### Prompt
Note each line in the data below that holds "positive", and copy it.

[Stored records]
● ● ● ● ● ● ●

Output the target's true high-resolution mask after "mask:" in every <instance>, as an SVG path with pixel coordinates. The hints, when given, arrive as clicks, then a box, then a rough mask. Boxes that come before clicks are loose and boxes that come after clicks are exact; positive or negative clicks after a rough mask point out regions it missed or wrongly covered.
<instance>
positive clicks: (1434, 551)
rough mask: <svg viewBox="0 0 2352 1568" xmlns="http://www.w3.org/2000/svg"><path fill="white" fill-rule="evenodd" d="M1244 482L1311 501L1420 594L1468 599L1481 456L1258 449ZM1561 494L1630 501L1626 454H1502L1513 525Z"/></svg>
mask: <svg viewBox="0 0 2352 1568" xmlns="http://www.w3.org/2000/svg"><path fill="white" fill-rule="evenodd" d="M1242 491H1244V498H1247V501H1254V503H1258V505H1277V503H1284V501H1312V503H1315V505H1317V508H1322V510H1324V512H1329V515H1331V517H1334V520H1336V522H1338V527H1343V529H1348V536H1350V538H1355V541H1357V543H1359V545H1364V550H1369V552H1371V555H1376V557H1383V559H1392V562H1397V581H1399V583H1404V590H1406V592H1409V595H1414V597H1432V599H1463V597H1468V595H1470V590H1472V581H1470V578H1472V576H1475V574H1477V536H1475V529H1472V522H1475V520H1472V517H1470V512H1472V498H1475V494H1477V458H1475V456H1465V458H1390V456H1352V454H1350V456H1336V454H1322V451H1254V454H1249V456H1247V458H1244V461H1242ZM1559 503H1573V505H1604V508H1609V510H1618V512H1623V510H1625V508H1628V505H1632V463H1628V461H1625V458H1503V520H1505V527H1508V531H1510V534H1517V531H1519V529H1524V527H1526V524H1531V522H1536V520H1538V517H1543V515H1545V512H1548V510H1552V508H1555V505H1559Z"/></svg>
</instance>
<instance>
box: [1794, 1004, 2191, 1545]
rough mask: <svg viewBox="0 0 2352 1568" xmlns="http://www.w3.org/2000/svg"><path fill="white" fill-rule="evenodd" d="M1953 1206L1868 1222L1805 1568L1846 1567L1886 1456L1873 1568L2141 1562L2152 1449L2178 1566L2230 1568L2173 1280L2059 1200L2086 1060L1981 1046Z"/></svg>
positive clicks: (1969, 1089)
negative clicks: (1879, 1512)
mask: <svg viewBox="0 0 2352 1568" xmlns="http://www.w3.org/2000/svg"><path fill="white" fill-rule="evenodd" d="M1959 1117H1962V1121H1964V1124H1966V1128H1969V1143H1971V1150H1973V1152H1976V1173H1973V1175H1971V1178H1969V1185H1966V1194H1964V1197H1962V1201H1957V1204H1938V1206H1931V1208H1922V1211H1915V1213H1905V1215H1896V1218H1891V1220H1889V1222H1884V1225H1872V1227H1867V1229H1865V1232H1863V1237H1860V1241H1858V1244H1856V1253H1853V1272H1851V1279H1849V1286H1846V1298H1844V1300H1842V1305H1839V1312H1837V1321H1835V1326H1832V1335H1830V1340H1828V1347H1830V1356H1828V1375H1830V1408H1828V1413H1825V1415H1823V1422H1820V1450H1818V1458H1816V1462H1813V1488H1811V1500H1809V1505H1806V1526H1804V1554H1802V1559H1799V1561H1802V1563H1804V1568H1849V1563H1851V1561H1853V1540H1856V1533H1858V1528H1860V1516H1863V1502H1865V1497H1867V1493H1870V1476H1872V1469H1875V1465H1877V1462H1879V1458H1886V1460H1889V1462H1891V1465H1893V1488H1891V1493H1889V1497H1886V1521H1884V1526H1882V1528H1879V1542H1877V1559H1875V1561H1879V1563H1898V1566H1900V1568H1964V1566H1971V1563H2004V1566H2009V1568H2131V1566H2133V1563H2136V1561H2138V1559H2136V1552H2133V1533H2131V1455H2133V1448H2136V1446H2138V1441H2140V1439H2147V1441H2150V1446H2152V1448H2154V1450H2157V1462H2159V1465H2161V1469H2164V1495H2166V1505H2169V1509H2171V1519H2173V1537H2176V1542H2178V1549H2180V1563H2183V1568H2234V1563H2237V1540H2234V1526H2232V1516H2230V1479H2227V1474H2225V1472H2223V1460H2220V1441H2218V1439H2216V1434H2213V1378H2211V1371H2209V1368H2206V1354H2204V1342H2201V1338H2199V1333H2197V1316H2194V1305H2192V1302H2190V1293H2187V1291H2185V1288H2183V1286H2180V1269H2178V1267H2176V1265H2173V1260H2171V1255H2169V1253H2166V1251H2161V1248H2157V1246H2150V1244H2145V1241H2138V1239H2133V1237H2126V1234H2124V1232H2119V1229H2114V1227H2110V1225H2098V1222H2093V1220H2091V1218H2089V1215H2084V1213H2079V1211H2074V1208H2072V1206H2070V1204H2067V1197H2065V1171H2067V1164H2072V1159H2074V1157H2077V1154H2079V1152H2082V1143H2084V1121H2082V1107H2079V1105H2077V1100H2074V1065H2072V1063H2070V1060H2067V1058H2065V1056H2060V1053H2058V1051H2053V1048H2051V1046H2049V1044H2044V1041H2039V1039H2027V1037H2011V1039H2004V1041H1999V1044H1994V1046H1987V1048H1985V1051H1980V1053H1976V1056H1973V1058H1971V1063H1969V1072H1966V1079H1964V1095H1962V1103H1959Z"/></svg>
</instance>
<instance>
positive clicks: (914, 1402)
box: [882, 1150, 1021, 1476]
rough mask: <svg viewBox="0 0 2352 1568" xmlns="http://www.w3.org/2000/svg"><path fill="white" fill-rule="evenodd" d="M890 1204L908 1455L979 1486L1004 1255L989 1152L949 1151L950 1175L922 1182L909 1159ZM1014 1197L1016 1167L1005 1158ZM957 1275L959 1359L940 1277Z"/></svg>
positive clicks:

● ● ● ● ● ● ●

### Solved exercise
Output the target's true high-resolution mask after "mask:" in every <instance>, as an SVG path with pixel coordinates. The hints, when given, arrive as clicks, then a box, then a rough mask. Boxes that come before clicks are loose and boxes that come after clicks are exact; positive or negative clicks after a rough mask point out regions it missed or wrongly covered.
positive clicks: (1434, 551)
positive clicks: (1969, 1089)
positive clicks: (914, 1402)
positive clicks:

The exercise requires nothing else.